── Entries supplied ──
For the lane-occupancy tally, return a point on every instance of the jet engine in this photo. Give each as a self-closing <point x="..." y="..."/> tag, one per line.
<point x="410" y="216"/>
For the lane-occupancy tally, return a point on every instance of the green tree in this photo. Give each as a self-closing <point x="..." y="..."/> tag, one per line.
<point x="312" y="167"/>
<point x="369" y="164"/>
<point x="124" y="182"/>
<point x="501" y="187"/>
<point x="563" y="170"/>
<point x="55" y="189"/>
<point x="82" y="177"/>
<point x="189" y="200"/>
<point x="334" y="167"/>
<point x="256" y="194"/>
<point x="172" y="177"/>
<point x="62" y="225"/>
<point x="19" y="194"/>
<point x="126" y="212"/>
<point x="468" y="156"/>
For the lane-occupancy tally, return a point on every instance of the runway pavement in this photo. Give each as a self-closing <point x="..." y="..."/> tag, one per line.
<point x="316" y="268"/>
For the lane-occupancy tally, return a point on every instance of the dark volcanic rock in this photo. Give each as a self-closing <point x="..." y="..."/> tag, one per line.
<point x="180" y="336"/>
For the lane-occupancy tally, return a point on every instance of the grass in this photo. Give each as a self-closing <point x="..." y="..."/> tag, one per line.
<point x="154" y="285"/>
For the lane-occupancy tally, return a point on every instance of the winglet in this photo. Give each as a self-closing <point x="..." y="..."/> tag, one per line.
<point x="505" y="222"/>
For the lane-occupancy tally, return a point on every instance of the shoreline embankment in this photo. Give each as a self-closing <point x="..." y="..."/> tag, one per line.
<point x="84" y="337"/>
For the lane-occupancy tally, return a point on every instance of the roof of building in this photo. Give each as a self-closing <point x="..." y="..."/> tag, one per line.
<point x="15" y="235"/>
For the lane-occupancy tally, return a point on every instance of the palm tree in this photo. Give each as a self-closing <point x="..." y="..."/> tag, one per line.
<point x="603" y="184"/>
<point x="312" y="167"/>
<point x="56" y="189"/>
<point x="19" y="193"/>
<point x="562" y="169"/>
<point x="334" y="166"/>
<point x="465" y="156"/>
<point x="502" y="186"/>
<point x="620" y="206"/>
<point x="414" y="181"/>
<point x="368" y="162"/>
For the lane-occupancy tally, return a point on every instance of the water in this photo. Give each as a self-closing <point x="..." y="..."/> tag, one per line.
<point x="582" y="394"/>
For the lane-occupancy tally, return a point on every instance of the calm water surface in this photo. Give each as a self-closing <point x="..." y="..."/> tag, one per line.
───
What this task involves: Each record must be printed again, word for word, with nothing dropped.

Answer for the task:
For the lane-occupancy tally, return a point on every instance of the jet engine in this photo. Give each as a self-closing <point x="..." y="..."/> tag, one per line.
<point x="410" y="216"/>
For the lane-occupancy tally, return a point on every instance of the green tree in this photo. Give each as a self-closing <point x="..." y="..."/> tag, one per line.
<point x="312" y="167"/>
<point x="369" y="164"/>
<point x="124" y="182"/>
<point x="501" y="187"/>
<point x="563" y="170"/>
<point x="55" y="189"/>
<point x="82" y="177"/>
<point x="189" y="200"/>
<point x="334" y="167"/>
<point x="256" y="194"/>
<point x="172" y="177"/>
<point x="62" y="225"/>
<point x="19" y="194"/>
<point x="126" y="212"/>
<point x="468" y="156"/>
For the lane-occupancy tally, return a point on every instance of the runway pavement in this photo. Give each as a self-closing <point x="..." y="..."/> tag, one per line.
<point x="316" y="268"/>
For the lane-occupancy tally, return a point on every instance of the dark volcanic rock in this photo. Give each as a self-closing <point x="..." y="..."/> tag, one per line.
<point x="180" y="336"/>
For the lane-occupancy tally, return a point on every instance of the grass in this photo. Give each as a self-closing <point x="..." y="..."/> tag, one per line.
<point x="154" y="285"/>
For the lane-occupancy tally, return a point on every instance of the winglet in this photo. Give each as a self-closing <point x="..." y="..."/> tag, one per line.
<point x="505" y="222"/>
For the lane-occupancy tally, return a point on every instance of the shoreline embankment in this photo. Give each as a self-closing <point x="..." y="..."/> tag, one per line.
<point x="84" y="337"/>
For the lane-occupancy tally, return a point on every instance of the roof of building in this photo. Give each as a self-closing <point x="..." y="..."/> tag, one per line.
<point x="15" y="235"/>
For the lane-occupancy tally, return a point on every instance of the palm tree in this photo. Give each as a self-closing <point x="..." y="..."/> tag, one per line.
<point x="603" y="184"/>
<point x="312" y="167"/>
<point x="56" y="189"/>
<point x="19" y="193"/>
<point x="562" y="169"/>
<point x="334" y="166"/>
<point x="465" y="156"/>
<point x="502" y="186"/>
<point x="620" y="206"/>
<point x="414" y="181"/>
<point x="368" y="162"/>
For the lane-occupancy tally, return a point on every instance of the water in this photo. Give each as a self-closing <point x="..." y="..."/> tag, one per line.
<point x="582" y="394"/>
For the lane-occupancy tally, return a point on every instance of the calm water surface in this photo. Give each as a self-closing <point x="..." y="..."/> tag, one per line.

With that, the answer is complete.